EXERCISE MATERIALS:

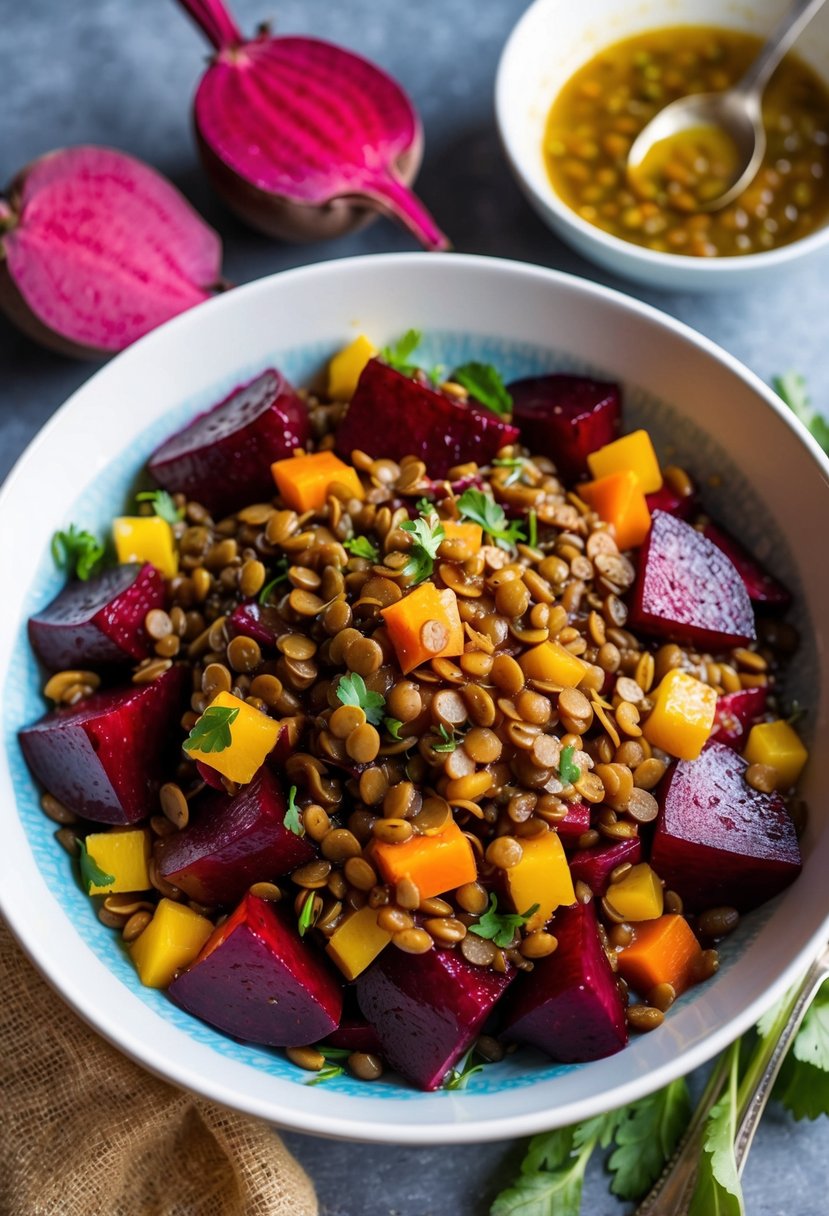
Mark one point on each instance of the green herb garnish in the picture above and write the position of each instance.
(163, 505)
(90, 872)
(362, 547)
(483, 510)
(212, 731)
(351, 691)
(292, 816)
(484, 382)
(77, 552)
(428, 534)
(500, 927)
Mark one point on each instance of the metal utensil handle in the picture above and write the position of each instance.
(779, 41)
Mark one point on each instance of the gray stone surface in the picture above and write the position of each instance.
(122, 73)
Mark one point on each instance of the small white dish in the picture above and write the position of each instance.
(699, 404)
(548, 44)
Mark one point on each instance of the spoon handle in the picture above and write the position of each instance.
(779, 41)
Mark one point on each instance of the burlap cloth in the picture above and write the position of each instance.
(85, 1132)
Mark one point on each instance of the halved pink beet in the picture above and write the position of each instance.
(223, 459)
(593, 866)
(762, 586)
(107, 756)
(394, 416)
(427, 1009)
(736, 714)
(100, 620)
(258, 980)
(688, 590)
(565, 417)
(232, 843)
(570, 1005)
(718, 840)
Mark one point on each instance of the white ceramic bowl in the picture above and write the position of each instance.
(716, 418)
(548, 44)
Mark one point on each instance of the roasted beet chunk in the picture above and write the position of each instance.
(565, 417)
(223, 459)
(427, 1009)
(258, 980)
(100, 620)
(718, 840)
(106, 756)
(394, 416)
(688, 590)
(232, 843)
(570, 1006)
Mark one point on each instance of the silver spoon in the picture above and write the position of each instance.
(736, 111)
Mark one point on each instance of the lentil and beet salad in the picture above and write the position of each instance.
(466, 737)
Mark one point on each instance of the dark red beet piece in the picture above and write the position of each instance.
(567, 417)
(394, 416)
(736, 714)
(223, 459)
(427, 1009)
(100, 620)
(762, 586)
(593, 866)
(570, 1006)
(258, 980)
(107, 756)
(688, 590)
(718, 840)
(233, 842)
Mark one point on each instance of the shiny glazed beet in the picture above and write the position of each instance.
(394, 416)
(427, 1009)
(718, 840)
(106, 756)
(569, 1006)
(688, 590)
(565, 417)
(258, 980)
(232, 843)
(223, 459)
(100, 620)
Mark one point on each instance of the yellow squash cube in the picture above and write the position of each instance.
(638, 895)
(124, 855)
(146, 539)
(777, 746)
(171, 940)
(682, 716)
(541, 877)
(553, 664)
(253, 737)
(345, 367)
(633, 452)
(357, 943)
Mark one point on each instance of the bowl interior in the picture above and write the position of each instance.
(525, 321)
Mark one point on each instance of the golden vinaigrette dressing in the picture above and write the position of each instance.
(602, 108)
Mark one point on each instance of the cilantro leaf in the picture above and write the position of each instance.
(485, 383)
(500, 927)
(791, 387)
(483, 510)
(399, 353)
(428, 534)
(90, 872)
(292, 816)
(351, 691)
(77, 552)
(362, 547)
(212, 731)
(647, 1135)
(568, 770)
(163, 505)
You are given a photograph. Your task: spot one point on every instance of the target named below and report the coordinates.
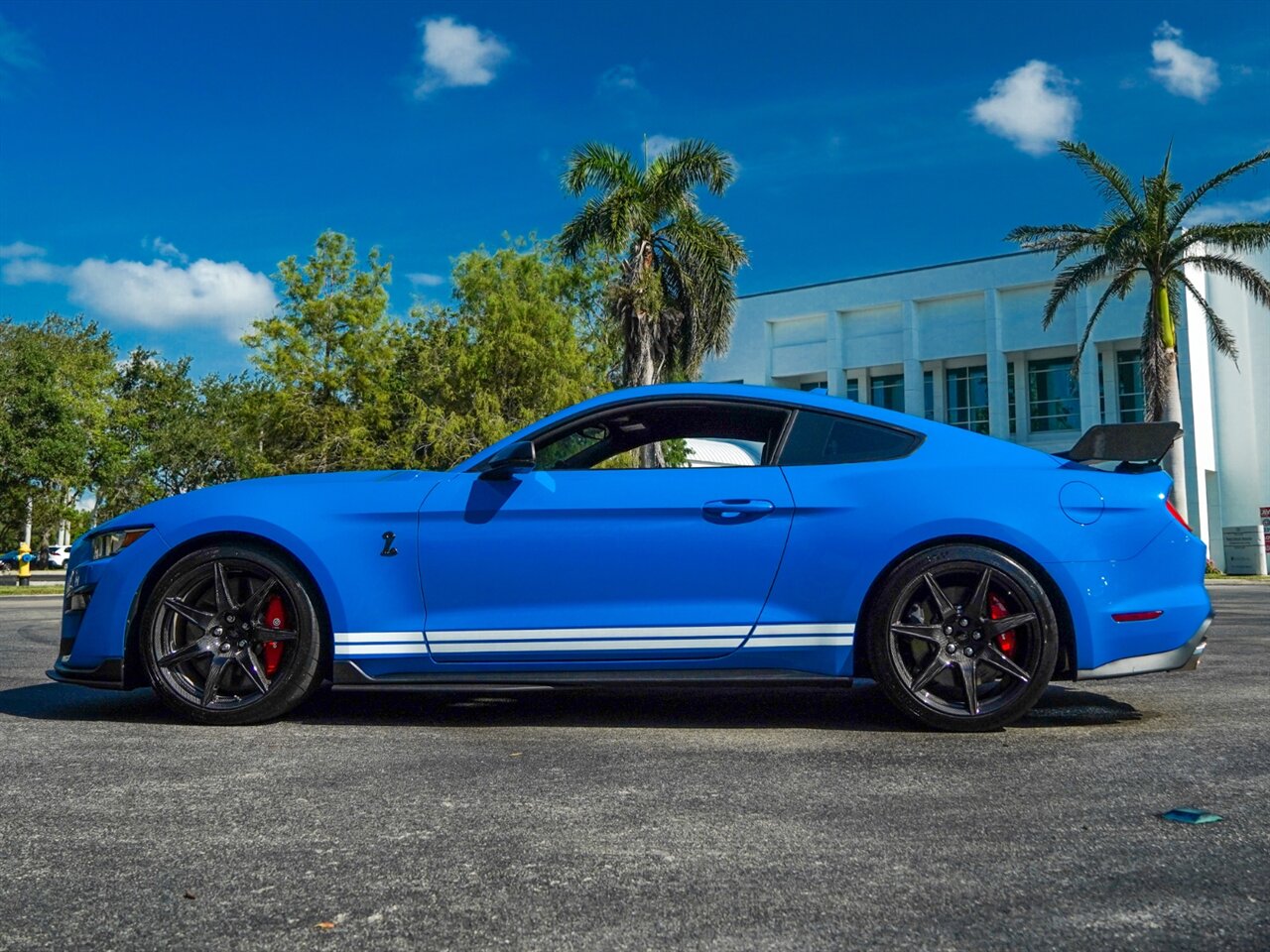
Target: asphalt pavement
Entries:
(792, 819)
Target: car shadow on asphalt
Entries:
(861, 708)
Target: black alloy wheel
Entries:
(964, 639)
(231, 636)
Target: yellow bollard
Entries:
(24, 560)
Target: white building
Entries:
(962, 343)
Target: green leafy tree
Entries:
(1143, 238)
(675, 298)
(525, 336)
(324, 359)
(53, 416)
(172, 434)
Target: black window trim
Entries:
(778, 447)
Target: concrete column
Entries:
(837, 384)
(1089, 416)
(1110, 388)
(913, 389)
(998, 407)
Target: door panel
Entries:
(599, 563)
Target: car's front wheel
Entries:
(230, 635)
(964, 639)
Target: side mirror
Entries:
(518, 457)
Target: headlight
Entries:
(108, 543)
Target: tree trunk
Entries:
(1175, 460)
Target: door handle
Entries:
(737, 509)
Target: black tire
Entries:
(962, 639)
(203, 636)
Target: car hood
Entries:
(327, 492)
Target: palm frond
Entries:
(689, 164)
(1119, 286)
(601, 167)
(1197, 194)
(1218, 333)
(1232, 268)
(1071, 281)
(1111, 182)
(1237, 238)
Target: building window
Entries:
(888, 391)
(1102, 393)
(968, 398)
(1053, 397)
(1132, 394)
(1010, 397)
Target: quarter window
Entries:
(1053, 398)
(818, 438)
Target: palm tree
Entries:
(675, 298)
(1143, 236)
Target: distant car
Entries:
(58, 556)
(825, 540)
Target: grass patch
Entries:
(31, 590)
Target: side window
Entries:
(671, 434)
(820, 438)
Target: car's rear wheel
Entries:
(230, 635)
(964, 639)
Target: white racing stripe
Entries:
(811, 642)
(595, 645)
(377, 638)
(699, 631)
(725, 638)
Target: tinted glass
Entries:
(825, 438)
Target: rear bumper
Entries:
(1184, 657)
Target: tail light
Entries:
(1176, 515)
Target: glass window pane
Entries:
(1129, 390)
(1010, 397)
(1053, 397)
(888, 391)
(968, 398)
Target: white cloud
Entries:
(1222, 212)
(659, 145)
(1183, 71)
(32, 271)
(619, 79)
(17, 55)
(166, 249)
(457, 55)
(1033, 107)
(222, 295)
(21, 249)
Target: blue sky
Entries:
(157, 160)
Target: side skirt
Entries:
(347, 674)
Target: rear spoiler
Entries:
(1133, 444)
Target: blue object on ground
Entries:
(1189, 814)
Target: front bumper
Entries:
(108, 674)
(1184, 657)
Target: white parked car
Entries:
(58, 556)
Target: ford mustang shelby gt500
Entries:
(826, 540)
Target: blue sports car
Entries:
(690, 534)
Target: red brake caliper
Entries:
(275, 617)
(1006, 639)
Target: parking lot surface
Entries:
(639, 820)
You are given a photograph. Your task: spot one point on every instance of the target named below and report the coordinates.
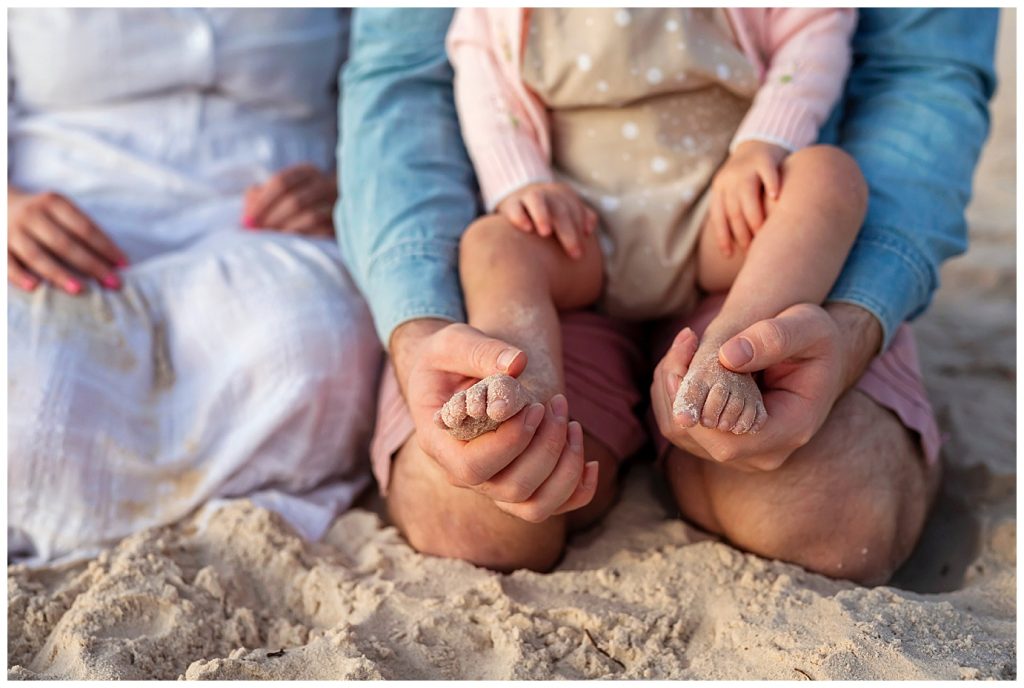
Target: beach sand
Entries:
(237, 594)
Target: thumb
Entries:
(795, 333)
(468, 351)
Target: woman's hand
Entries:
(298, 200)
(49, 239)
(551, 209)
(738, 190)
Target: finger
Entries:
(316, 222)
(69, 215)
(737, 225)
(750, 205)
(36, 258)
(278, 185)
(797, 331)
(592, 220)
(248, 206)
(19, 276)
(468, 351)
(70, 250)
(769, 177)
(565, 228)
(720, 225)
(537, 206)
(515, 213)
(522, 477)
(559, 485)
(309, 196)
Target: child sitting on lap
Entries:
(632, 158)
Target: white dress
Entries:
(232, 362)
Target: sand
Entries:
(236, 594)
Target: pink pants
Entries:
(607, 378)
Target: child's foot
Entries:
(716, 397)
(483, 406)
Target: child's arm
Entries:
(808, 61)
(496, 126)
(511, 165)
(807, 65)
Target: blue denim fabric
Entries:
(914, 116)
(406, 181)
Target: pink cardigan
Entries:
(802, 57)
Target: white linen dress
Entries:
(232, 362)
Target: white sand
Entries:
(641, 596)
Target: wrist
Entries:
(407, 340)
(860, 339)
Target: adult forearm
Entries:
(407, 184)
(914, 117)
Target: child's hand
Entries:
(551, 208)
(736, 209)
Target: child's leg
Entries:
(514, 284)
(795, 258)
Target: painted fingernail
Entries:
(507, 357)
(560, 407)
(534, 417)
(737, 351)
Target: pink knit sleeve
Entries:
(808, 57)
(496, 126)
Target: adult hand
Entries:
(532, 465)
(297, 200)
(809, 357)
(49, 239)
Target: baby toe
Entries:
(476, 400)
(454, 411)
(733, 410)
(689, 400)
(745, 420)
(718, 397)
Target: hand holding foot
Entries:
(717, 397)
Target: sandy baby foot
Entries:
(482, 407)
(716, 397)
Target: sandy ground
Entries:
(641, 596)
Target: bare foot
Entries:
(717, 397)
(483, 406)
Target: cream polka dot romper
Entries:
(643, 104)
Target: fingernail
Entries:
(737, 351)
(506, 358)
(560, 407)
(576, 436)
(534, 417)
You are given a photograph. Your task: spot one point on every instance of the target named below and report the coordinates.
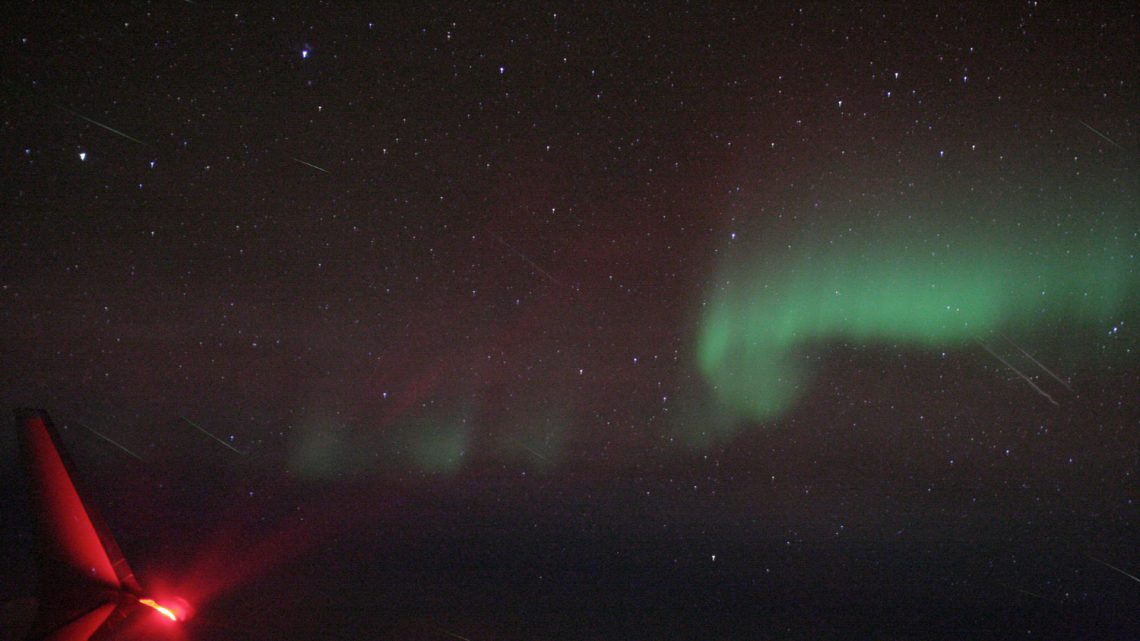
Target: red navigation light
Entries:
(162, 609)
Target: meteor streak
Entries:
(108, 439)
(1018, 372)
(1110, 566)
(1039, 364)
(111, 129)
(310, 164)
(530, 262)
(1091, 128)
(203, 430)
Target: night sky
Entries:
(586, 323)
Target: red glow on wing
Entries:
(73, 537)
(162, 609)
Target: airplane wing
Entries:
(87, 590)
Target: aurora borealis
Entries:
(553, 323)
(929, 281)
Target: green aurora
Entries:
(925, 284)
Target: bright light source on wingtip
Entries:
(162, 609)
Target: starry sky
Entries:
(548, 322)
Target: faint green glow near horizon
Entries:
(919, 284)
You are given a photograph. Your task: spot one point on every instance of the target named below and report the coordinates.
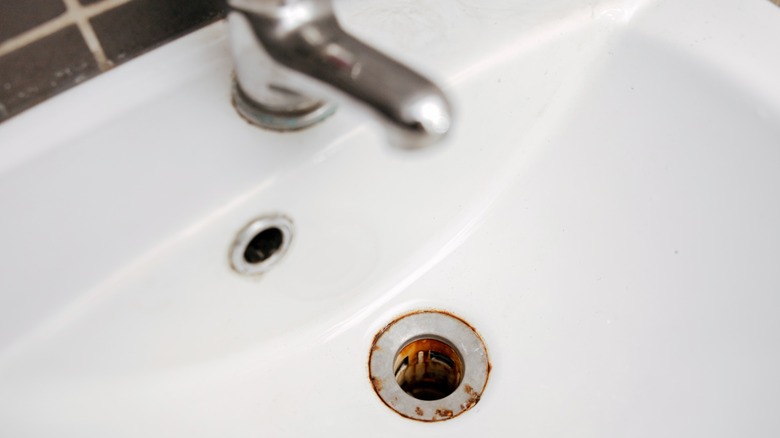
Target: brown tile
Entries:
(43, 68)
(18, 16)
(140, 25)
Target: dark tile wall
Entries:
(44, 52)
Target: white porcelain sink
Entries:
(605, 214)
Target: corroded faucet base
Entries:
(265, 117)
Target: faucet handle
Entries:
(294, 63)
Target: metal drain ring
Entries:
(429, 324)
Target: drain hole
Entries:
(264, 245)
(428, 369)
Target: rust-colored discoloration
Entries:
(474, 397)
(440, 414)
(377, 384)
(444, 413)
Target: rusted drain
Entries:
(429, 365)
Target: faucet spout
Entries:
(294, 62)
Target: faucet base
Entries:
(269, 118)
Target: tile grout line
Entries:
(56, 24)
(76, 11)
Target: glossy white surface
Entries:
(605, 215)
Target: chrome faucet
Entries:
(294, 63)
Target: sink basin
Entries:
(604, 214)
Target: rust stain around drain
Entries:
(440, 414)
(444, 413)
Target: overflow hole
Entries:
(264, 245)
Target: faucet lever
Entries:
(294, 63)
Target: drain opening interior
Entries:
(428, 369)
(264, 245)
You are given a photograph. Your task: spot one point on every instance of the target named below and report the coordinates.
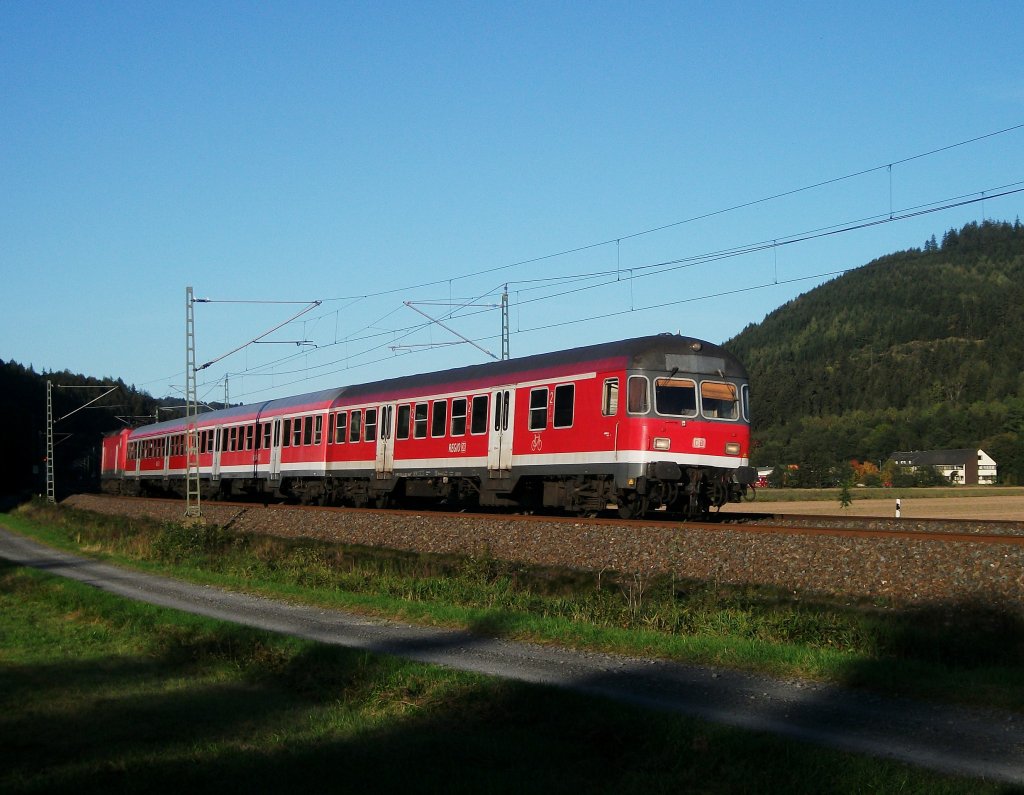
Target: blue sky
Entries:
(367, 155)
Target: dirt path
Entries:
(985, 744)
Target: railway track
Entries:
(973, 531)
(900, 561)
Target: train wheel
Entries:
(632, 506)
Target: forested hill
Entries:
(912, 342)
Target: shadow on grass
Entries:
(315, 718)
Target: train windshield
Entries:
(676, 396)
(719, 401)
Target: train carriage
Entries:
(636, 424)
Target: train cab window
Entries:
(478, 422)
(401, 423)
(719, 401)
(676, 396)
(637, 399)
(420, 421)
(459, 417)
(609, 398)
(539, 409)
(564, 401)
(438, 418)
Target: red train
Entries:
(636, 424)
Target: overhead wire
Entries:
(636, 272)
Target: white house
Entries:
(969, 467)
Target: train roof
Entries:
(660, 352)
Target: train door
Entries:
(500, 435)
(274, 467)
(218, 437)
(385, 442)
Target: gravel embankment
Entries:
(898, 570)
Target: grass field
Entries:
(97, 694)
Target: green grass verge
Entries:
(102, 695)
(961, 653)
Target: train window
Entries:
(564, 400)
(719, 401)
(609, 398)
(420, 421)
(459, 417)
(438, 418)
(478, 422)
(637, 399)
(539, 409)
(676, 396)
(401, 424)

TASK DIRECTIONS: In the data, take the stretch from the line containing "Target: yellow bollard" through the line containing "(1143, 236)" and change "Entries" to "Points" wherever it occurs. Return only those lines, with everything else left as it is.

TASK SOLUTION:
Target: yellow bollard
Points:
(24, 560)
Target: white building
Points:
(962, 343)
Target: green leafy tree
Points:
(1143, 238)
(675, 298)
(525, 336)
(324, 359)
(53, 416)
(172, 434)
Target: black window trim
Points:
(778, 447)
Target: concrete column
Points:
(837, 384)
(1089, 416)
(1110, 388)
(913, 389)
(998, 407)
Target: door panel
Points:
(599, 563)
Target: car's front wheel
Points:
(230, 635)
(964, 639)
Target: side mirror
Points:
(518, 457)
Target: headlight
Points:
(108, 543)
Target: tree trunk
Points:
(1175, 460)
Target: door handle
Points:
(737, 509)
Target: black tire
Points:
(962, 639)
(203, 636)
Target: car hood
Points:
(327, 492)
Target: palm frond
Points:
(689, 164)
(1119, 286)
(601, 167)
(1197, 194)
(1218, 333)
(1232, 268)
(1071, 281)
(1111, 182)
(1237, 238)
Target: building window
Points:
(888, 391)
(1102, 393)
(968, 398)
(1053, 397)
(1132, 394)
(1010, 397)
Target: quarter window
Points:
(1053, 398)
(818, 438)
Target: palm tree
Points:
(675, 298)
(1143, 236)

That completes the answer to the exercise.